> _Problem requirements_: Nothing may be dropped or altered: reproduce all the data.
##### Material provided
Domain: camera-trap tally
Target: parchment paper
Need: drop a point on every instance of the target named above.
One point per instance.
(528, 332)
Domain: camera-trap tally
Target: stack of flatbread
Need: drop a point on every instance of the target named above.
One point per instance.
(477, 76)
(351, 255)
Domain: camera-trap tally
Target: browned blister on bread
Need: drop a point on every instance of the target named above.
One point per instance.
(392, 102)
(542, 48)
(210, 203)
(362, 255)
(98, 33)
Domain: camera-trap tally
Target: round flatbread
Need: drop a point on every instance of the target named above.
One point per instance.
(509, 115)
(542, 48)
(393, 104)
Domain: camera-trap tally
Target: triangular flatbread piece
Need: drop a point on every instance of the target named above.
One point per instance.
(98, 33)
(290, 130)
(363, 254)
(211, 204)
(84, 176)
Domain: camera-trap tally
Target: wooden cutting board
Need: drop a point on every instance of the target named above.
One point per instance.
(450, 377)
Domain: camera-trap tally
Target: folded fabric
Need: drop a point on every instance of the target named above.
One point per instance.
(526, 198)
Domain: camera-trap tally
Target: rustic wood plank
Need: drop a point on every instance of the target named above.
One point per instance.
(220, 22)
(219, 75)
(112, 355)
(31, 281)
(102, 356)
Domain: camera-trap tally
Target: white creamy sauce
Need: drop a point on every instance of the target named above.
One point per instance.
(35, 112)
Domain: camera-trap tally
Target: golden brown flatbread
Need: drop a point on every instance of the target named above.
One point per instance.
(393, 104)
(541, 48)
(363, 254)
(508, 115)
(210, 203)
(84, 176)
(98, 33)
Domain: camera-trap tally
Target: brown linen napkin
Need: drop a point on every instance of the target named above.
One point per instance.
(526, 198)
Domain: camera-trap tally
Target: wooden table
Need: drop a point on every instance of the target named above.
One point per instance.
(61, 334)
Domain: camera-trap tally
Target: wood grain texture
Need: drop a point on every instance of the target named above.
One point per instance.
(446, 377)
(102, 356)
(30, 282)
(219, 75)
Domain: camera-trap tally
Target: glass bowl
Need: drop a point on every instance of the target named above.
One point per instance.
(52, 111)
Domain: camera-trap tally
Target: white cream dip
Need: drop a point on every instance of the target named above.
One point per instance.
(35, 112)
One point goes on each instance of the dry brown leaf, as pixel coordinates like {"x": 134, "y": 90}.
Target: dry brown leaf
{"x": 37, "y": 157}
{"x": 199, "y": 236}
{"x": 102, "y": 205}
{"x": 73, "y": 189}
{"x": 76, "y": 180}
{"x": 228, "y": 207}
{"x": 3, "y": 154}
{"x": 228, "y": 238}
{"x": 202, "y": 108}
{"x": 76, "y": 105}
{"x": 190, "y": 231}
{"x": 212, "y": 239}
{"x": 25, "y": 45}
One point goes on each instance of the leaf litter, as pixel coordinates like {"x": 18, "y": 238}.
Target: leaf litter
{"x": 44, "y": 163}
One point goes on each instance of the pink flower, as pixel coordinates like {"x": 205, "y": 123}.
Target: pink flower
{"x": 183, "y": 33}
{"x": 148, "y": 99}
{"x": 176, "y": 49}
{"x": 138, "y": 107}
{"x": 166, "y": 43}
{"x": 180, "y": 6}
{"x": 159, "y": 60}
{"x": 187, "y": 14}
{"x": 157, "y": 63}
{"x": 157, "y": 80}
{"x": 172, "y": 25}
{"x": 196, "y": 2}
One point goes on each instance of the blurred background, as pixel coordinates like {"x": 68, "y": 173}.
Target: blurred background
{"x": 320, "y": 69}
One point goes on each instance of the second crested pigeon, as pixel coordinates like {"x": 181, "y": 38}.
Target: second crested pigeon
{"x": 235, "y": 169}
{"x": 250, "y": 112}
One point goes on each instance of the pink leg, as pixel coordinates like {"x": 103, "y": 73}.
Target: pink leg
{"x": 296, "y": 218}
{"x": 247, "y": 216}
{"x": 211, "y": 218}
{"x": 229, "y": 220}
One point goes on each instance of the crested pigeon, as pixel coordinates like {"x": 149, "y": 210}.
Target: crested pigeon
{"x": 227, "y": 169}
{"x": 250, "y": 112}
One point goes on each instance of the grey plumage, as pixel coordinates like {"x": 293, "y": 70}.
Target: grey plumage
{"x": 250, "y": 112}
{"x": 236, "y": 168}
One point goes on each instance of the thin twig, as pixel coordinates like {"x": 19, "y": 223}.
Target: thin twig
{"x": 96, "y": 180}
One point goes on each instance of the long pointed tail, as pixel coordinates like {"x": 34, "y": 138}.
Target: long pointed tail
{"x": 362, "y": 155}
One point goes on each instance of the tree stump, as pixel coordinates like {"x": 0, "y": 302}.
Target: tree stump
##########
> _Written solution_:
Domain: camera-trap tally
Target: parchment paper
Need: drop a point on every instance of the target named above.
One point per instance.
(528, 332)
Domain: camera-trap tally
Target: stack of flatbread
Need: drop a point on every instance of the target named above.
One point per instance.
(477, 76)
(351, 255)
Domain: camera-trap tally
Target: browned blister on bread
Need: drop a point on every instance of the target named above.
One point per instance.
(392, 102)
(542, 48)
(210, 203)
(362, 255)
(98, 33)
Domain: camera-trap tally
Target: round flatbread
Need: drop a point on every instance of the target named above.
One point per instance.
(509, 115)
(542, 48)
(393, 104)
Domain: camera-trap tally
Target: triangular flatbread piece
Need: drop a point on every instance of the target named above.
One point per instance.
(98, 33)
(290, 130)
(363, 254)
(211, 204)
(84, 176)
Domain: camera-trap tally
Target: wooden cutting board
Need: drop a point on every instance of the target named above.
One point per instance.
(450, 377)
Domain: camera-trap tally
Target: folded fabric
Need: drop a point on every instance of the target named above.
One point per instance.
(526, 198)
Domain: camera-trap tally
Target: rustic wood plank
Need: drop a point on every instance of the target named above.
One point per instance.
(220, 22)
(219, 75)
(112, 355)
(31, 281)
(102, 356)
Domain: camera-trap tally
Target: white creamy sauce
Need: drop a point on every instance of the target named above.
One point per instance.
(35, 112)
Domain: camera-trap tally
Target: golden brown flatbread
Need: drop a point on every instance of the target named above.
One point per instance.
(393, 104)
(541, 48)
(363, 254)
(508, 115)
(210, 203)
(84, 176)
(98, 33)
Domain: camera-trap tally
Target: brown linen napkin
Need: drop a point on every instance of the target named above.
One point per instance.
(526, 198)
Domain: camera-trap tally
Target: wooden table
Need: drop a point on every instance of the target named above.
One point per instance.
(61, 334)
Domain: camera-trap tally
Target: wood grain texture
Need: drop a point on every instance of the target named above.
One point per instance.
(446, 377)
(102, 356)
(30, 282)
(219, 75)
Domain: camera-trap tally
Target: glass bowl
Need: drop a point on every instance of the target named above.
One point per instance.
(52, 111)
Domain: camera-trap tally
Target: white cream dip
Need: drop a point on every instance of the target named above.
One point per instance.
(35, 112)
One point goes on each instance of the dry brown leaf, as pixel coordinates like {"x": 134, "y": 90}.
Target: dry brown leaf
{"x": 37, "y": 157}
{"x": 199, "y": 236}
{"x": 102, "y": 205}
{"x": 73, "y": 189}
{"x": 76, "y": 180}
{"x": 228, "y": 207}
{"x": 3, "y": 154}
{"x": 228, "y": 238}
{"x": 202, "y": 108}
{"x": 76, "y": 105}
{"x": 190, "y": 231}
{"x": 212, "y": 239}
{"x": 25, "y": 45}
One point goes on each instance of the leaf litter, as pixel coordinates like {"x": 18, "y": 238}.
Target: leaf litter
{"x": 44, "y": 163}
One point goes on each instance of the pink flower, as pixel coordinates like {"x": 205, "y": 123}.
Target: pink flower
{"x": 183, "y": 33}
{"x": 148, "y": 99}
{"x": 176, "y": 49}
{"x": 138, "y": 107}
{"x": 166, "y": 43}
{"x": 180, "y": 6}
{"x": 159, "y": 60}
{"x": 187, "y": 14}
{"x": 157, "y": 63}
{"x": 157, "y": 80}
{"x": 172, "y": 25}
{"x": 196, "y": 2}
One point goes on each instance of the blurred background, as pixel coordinates like {"x": 68, "y": 173}.
Target: blurred background
{"x": 320, "y": 69}
One point goes on each instance of the second crested pigeon, as pixel coordinates like {"x": 181, "y": 38}.
Target: second crested pigeon
{"x": 235, "y": 169}
{"x": 250, "y": 112}
One point goes on each instance of the pink leg, as pixel coordinates like {"x": 103, "y": 73}.
Target: pink leg
{"x": 296, "y": 218}
{"x": 247, "y": 216}
{"x": 211, "y": 218}
{"x": 229, "y": 220}
One point goes on each instance of the crested pigeon, as pixel coordinates like {"x": 149, "y": 210}.
Target: crested pigeon
{"x": 227, "y": 169}
{"x": 250, "y": 112}
One point goes on each instance of the grey plumage, as pixel coordinates like {"x": 293, "y": 70}.
Target: grey plumage
{"x": 250, "y": 112}
{"x": 236, "y": 168}
One point goes on each instance of the thin twig, as pixel coordinates like {"x": 19, "y": 223}.
Target: thin twig
{"x": 96, "y": 180}
One point goes on each instance of the long pointed tail, as pixel coordinates like {"x": 34, "y": 138}.
Target: long pointed tail
{"x": 362, "y": 155}
One point goes on each instance of the tree stump, as pixel coordinates like {"x": 0, "y": 302}.
Target: tree stump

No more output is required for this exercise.